— start of RAW RECORDS —

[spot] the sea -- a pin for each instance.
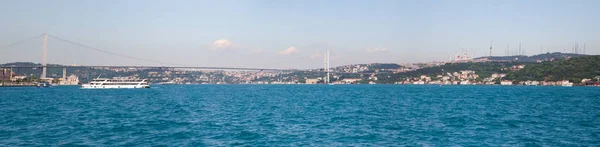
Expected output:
(301, 115)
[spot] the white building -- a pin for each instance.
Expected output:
(506, 82)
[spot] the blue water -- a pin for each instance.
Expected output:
(301, 115)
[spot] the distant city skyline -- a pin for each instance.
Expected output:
(293, 34)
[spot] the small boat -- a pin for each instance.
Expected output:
(117, 82)
(43, 84)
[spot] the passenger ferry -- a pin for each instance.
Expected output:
(117, 82)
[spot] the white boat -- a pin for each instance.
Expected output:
(105, 83)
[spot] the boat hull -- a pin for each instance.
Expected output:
(85, 86)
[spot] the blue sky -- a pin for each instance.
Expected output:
(292, 34)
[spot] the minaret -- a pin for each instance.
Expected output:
(44, 48)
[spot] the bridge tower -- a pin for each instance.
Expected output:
(327, 67)
(44, 48)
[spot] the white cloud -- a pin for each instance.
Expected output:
(259, 50)
(315, 55)
(372, 50)
(288, 51)
(335, 57)
(222, 44)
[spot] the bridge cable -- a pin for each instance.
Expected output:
(19, 42)
(112, 53)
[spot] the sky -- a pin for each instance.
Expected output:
(292, 33)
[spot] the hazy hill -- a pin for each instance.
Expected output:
(534, 58)
(573, 69)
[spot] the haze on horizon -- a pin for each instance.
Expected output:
(292, 34)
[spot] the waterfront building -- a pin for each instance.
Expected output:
(506, 82)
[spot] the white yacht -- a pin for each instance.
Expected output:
(105, 83)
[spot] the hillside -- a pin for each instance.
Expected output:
(573, 69)
(535, 58)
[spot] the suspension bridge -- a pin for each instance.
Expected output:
(43, 66)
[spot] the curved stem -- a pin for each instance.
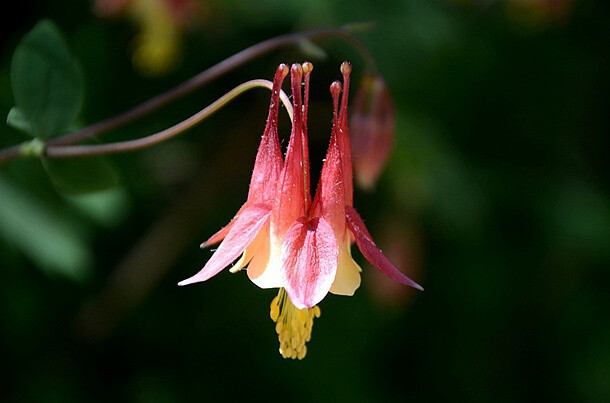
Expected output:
(196, 82)
(209, 75)
(131, 145)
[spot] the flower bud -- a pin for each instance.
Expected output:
(372, 129)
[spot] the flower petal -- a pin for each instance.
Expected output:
(268, 164)
(222, 233)
(291, 202)
(347, 279)
(247, 225)
(309, 261)
(372, 253)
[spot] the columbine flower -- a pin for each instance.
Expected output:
(286, 239)
(372, 129)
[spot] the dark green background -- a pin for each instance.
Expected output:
(497, 194)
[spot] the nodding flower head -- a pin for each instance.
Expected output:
(286, 238)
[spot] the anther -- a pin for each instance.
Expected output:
(307, 67)
(297, 69)
(335, 88)
(346, 68)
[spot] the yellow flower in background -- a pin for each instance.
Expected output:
(160, 24)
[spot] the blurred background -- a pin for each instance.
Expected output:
(496, 199)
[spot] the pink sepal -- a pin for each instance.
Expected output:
(309, 261)
(243, 231)
(372, 253)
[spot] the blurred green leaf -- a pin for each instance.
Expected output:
(107, 207)
(47, 80)
(81, 175)
(17, 120)
(45, 237)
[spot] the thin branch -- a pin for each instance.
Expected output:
(196, 82)
(131, 145)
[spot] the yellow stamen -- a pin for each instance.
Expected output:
(293, 325)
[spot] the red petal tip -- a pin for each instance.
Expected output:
(296, 68)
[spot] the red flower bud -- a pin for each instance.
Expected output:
(372, 129)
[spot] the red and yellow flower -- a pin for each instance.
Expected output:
(288, 240)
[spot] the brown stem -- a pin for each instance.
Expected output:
(196, 82)
(155, 138)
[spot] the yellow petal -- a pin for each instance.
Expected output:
(347, 279)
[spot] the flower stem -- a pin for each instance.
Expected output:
(196, 82)
(53, 151)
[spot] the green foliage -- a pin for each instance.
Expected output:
(47, 83)
(82, 175)
(43, 235)
(48, 88)
(17, 120)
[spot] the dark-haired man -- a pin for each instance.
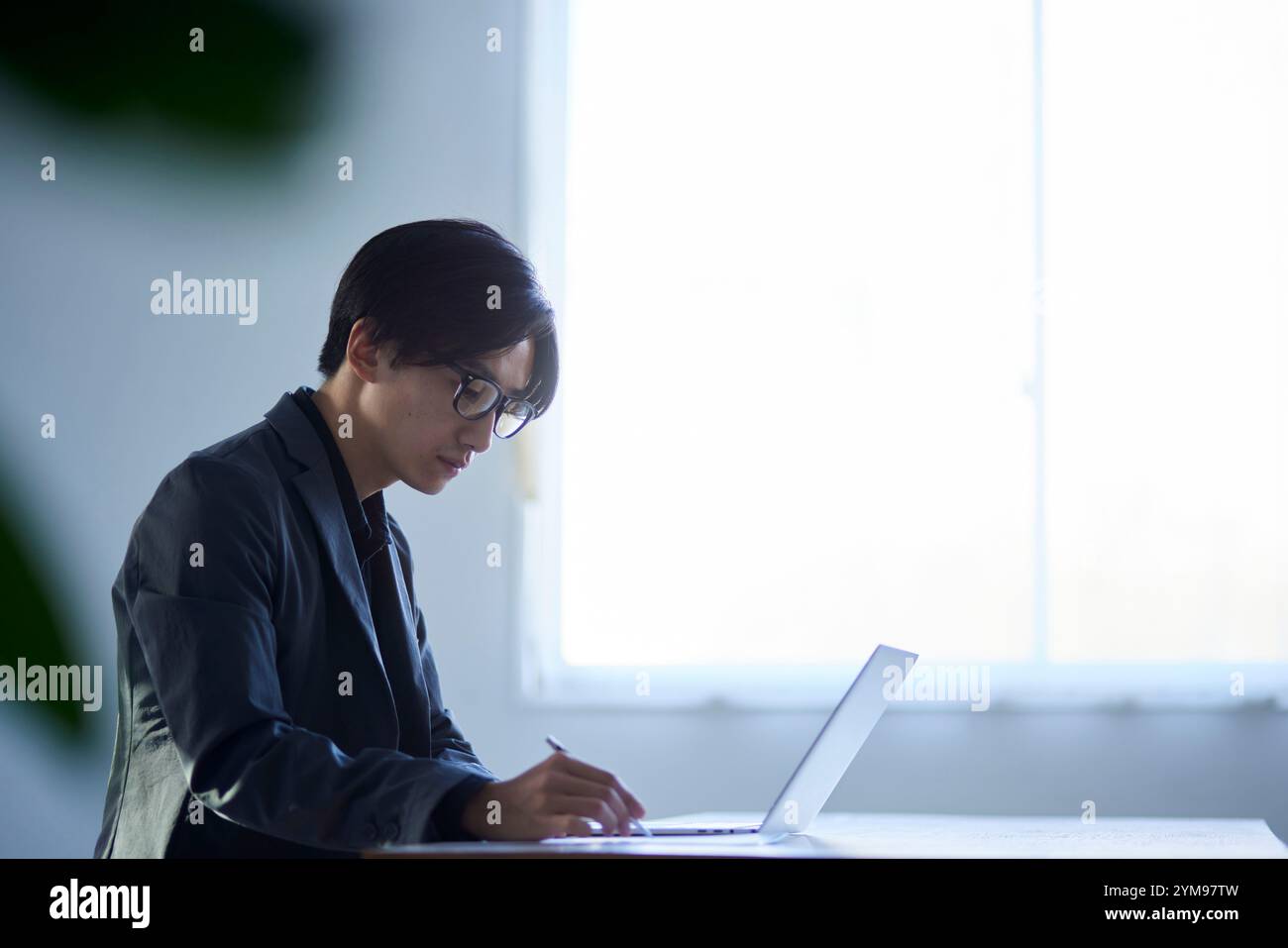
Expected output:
(277, 689)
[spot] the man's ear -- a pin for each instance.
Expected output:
(364, 357)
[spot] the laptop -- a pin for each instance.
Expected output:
(822, 768)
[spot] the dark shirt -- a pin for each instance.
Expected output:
(369, 527)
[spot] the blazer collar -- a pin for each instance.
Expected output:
(321, 494)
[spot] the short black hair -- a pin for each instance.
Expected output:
(425, 287)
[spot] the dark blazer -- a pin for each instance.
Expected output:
(235, 730)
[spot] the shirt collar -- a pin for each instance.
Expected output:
(369, 524)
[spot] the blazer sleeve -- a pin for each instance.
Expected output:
(449, 742)
(206, 633)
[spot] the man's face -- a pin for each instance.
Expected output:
(420, 430)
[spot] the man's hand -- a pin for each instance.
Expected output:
(553, 798)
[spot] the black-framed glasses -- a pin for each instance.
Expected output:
(478, 395)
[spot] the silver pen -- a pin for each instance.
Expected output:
(558, 746)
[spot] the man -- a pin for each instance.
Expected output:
(277, 689)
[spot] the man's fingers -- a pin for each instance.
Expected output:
(572, 786)
(579, 768)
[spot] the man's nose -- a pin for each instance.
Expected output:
(480, 434)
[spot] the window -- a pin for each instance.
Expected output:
(952, 326)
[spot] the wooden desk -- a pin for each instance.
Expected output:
(912, 836)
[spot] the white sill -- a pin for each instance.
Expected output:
(1013, 687)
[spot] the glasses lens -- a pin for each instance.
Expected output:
(477, 398)
(515, 416)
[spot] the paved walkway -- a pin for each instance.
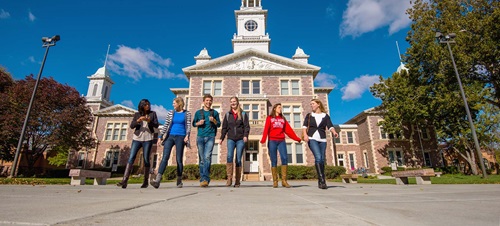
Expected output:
(255, 203)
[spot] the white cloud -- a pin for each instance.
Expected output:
(362, 16)
(31, 16)
(136, 62)
(358, 86)
(325, 80)
(128, 103)
(161, 112)
(4, 14)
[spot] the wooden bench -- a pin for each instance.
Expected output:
(78, 176)
(349, 178)
(423, 176)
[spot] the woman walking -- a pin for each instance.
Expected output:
(143, 124)
(276, 127)
(235, 125)
(314, 130)
(175, 132)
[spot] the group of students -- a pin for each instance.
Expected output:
(235, 127)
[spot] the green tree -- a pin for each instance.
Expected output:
(59, 118)
(428, 95)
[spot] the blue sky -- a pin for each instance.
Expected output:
(353, 41)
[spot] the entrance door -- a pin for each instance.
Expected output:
(251, 164)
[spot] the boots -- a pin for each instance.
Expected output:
(179, 182)
(274, 171)
(156, 183)
(320, 170)
(238, 177)
(146, 177)
(284, 183)
(126, 174)
(229, 171)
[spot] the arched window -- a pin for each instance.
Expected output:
(95, 90)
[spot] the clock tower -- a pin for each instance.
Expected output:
(251, 22)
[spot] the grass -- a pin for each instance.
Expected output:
(444, 179)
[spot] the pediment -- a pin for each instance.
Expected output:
(116, 110)
(251, 60)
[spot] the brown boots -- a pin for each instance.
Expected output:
(283, 176)
(274, 171)
(126, 175)
(229, 171)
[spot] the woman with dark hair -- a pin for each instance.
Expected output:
(143, 124)
(175, 132)
(235, 125)
(276, 127)
(314, 130)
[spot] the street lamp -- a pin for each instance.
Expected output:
(449, 39)
(47, 43)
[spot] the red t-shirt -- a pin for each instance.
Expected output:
(276, 128)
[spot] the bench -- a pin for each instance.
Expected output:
(349, 178)
(423, 176)
(78, 176)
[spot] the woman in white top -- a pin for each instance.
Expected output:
(314, 130)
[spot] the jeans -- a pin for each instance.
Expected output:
(178, 141)
(275, 146)
(318, 149)
(146, 149)
(205, 147)
(239, 145)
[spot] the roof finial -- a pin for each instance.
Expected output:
(106, 60)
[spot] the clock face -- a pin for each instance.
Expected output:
(251, 25)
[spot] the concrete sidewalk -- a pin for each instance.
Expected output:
(254, 203)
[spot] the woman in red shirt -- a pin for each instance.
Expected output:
(276, 127)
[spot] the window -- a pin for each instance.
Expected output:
(367, 164)
(396, 156)
(295, 153)
(340, 159)
(111, 158)
(427, 159)
(213, 88)
(252, 110)
(292, 115)
(350, 137)
(116, 131)
(351, 161)
(215, 154)
(81, 158)
(290, 87)
(250, 87)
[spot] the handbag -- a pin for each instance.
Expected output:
(308, 123)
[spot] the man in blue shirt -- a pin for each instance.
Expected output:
(207, 120)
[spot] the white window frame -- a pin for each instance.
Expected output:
(290, 88)
(251, 86)
(212, 87)
(291, 151)
(290, 111)
(116, 129)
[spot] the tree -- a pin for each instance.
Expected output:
(429, 94)
(59, 118)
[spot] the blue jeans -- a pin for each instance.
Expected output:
(275, 146)
(239, 145)
(318, 149)
(146, 149)
(178, 140)
(205, 147)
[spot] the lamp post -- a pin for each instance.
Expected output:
(449, 39)
(47, 43)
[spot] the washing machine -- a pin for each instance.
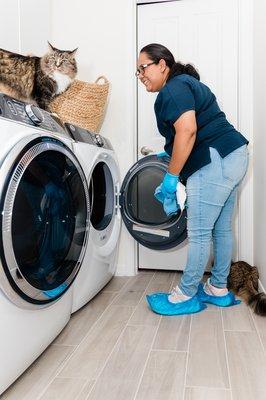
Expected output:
(44, 232)
(100, 167)
(133, 202)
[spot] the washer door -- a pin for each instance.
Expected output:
(44, 222)
(143, 215)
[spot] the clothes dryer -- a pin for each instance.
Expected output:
(44, 226)
(134, 201)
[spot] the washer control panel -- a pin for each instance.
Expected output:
(29, 114)
(85, 136)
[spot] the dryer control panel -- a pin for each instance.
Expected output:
(29, 114)
(85, 136)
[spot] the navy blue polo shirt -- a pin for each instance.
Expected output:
(183, 93)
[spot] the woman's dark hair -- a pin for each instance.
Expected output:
(156, 52)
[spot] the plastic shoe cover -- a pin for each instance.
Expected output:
(220, 301)
(160, 304)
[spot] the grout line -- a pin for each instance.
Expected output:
(116, 343)
(207, 387)
(151, 348)
(256, 329)
(147, 359)
(188, 352)
(64, 363)
(226, 356)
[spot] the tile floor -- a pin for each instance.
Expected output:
(115, 348)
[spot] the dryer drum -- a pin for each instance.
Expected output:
(45, 222)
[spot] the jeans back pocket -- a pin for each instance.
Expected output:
(234, 165)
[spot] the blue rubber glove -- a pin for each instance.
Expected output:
(166, 194)
(169, 183)
(162, 154)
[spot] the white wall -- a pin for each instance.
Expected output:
(104, 33)
(260, 138)
(25, 27)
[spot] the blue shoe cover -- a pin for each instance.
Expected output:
(220, 301)
(56, 291)
(160, 304)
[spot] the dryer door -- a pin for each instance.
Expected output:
(44, 221)
(143, 215)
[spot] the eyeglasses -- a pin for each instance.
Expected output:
(141, 68)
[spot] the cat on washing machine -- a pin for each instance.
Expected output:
(37, 79)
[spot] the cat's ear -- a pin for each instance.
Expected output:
(51, 48)
(73, 52)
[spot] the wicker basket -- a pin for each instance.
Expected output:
(83, 104)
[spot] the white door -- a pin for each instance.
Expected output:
(205, 34)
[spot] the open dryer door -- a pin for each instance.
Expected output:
(142, 214)
(44, 221)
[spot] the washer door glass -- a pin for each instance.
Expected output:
(101, 196)
(142, 213)
(49, 203)
(140, 201)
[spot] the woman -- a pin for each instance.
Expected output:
(211, 158)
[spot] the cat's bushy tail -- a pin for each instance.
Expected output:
(258, 303)
(256, 300)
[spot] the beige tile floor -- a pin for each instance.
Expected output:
(115, 348)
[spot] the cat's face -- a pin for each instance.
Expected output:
(59, 61)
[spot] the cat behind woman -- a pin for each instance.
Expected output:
(37, 79)
(243, 280)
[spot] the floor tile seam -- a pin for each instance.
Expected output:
(64, 363)
(142, 296)
(117, 291)
(147, 359)
(226, 357)
(47, 387)
(127, 283)
(240, 330)
(257, 330)
(152, 343)
(208, 387)
(52, 378)
(169, 351)
(187, 358)
(111, 352)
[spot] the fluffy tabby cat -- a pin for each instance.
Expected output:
(37, 79)
(243, 280)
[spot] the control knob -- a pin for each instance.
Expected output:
(34, 114)
(99, 141)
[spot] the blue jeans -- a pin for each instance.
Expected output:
(211, 196)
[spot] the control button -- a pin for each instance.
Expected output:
(99, 141)
(34, 114)
(11, 107)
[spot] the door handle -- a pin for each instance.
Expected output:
(145, 150)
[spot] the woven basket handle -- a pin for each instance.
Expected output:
(102, 77)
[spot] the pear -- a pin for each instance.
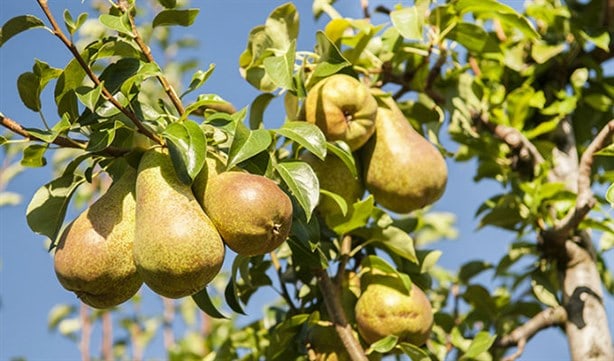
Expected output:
(177, 249)
(343, 108)
(215, 163)
(335, 177)
(93, 257)
(251, 212)
(384, 309)
(402, 170)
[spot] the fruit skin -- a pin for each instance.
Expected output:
(251, 212)
(383, 309)
(335, 177)
(402, 170)
(93, 257)
(177, 249)
(343, 108)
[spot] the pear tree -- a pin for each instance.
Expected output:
(331, 210)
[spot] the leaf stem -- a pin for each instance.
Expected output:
(335, 310)
(170, 91)
(57, 31)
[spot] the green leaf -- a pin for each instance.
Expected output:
(398, 241)
(302, 182)
(247, 143)
(187, 144)
(383, 345)
(89, 96)
(543, 290)
(169, 4)
(47, 209)
(474, 38)
(19, 24)
(175, 17)
(306, 134)
(203, 301)
(282, 26)
(28, 86)
(120, 24)
(409, 22)
(609, 195)
(34, 155)
(280, 69)
(343, 152)
(198, 79)
(357, 217)
(256, 114)
(414, 352)
(331, 60)
(103, 136)
(472, 269)
(480, 344)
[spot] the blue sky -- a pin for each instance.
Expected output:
(28, 287)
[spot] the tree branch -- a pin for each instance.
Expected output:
(57, 31)
(170, 91)
(585, 200)
(547, 318)
(512, 137)
(64, 142)
(335, 310)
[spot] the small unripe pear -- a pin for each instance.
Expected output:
(384, 309)
(251, 212)
(343, 108)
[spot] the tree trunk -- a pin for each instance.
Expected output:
(586, 327)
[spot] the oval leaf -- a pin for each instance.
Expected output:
(187, 146)
(303, 183)
(306, 134)
(175, 17)
(17, 25)
(247, 143)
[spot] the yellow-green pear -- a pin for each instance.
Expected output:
(384, 309)
(93, 257)
(343, 108)
(402, 170)
(335, 177)
(251, 212)
(177, 249)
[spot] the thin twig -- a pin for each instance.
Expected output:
(364, 4)
(168, 316)
(170, 91)
(86, 331)
(57, 31)
(519, 337)
(107, 337)
(335, 310)
(64, 142)
(284, 290)
(584, 200)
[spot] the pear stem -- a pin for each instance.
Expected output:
(335, 310)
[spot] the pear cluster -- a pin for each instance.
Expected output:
(149, 227)
(398, 166)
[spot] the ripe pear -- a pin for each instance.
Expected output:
(343, 108)
(402, 170)
(93, 257)
(384, 309)
(335, 177)
(215, 163)
(177, 249)
(251, 212)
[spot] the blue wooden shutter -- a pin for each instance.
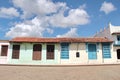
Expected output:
(106, 50)
(64, 50)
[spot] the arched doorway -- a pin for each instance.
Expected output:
(118, 53)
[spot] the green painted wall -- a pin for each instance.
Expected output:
(26, 52)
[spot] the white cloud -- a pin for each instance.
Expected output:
(71, 33)
(48, 15)
(37, 7)
(8, 12)
(75, 17)
(107, 7)
(33, 28)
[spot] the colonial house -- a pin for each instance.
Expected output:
(4, 44)
(112, 33)
(60, 51)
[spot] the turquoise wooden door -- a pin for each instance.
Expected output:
(92, 52)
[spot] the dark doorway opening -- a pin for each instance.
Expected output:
(118, 54)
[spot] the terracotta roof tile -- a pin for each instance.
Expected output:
(58, 40)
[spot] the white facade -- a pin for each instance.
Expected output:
(112, 32)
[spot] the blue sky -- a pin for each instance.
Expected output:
(56, 18)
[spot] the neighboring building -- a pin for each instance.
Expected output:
(4, 44)
(112, 33)
(60, 51)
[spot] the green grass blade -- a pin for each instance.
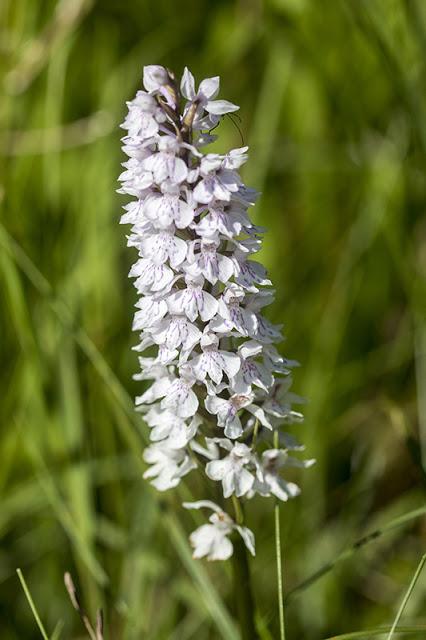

— end of RAW RECORDS —

▶ _GIVEN TASK_
Which lines in the items above contain the word "wall"? Copy each of them.

▶ _PROBLEM SOLUTION_
[spot] the white wall -- a pin for each instance.
[spot] the green painted wall -- a pin for each instance.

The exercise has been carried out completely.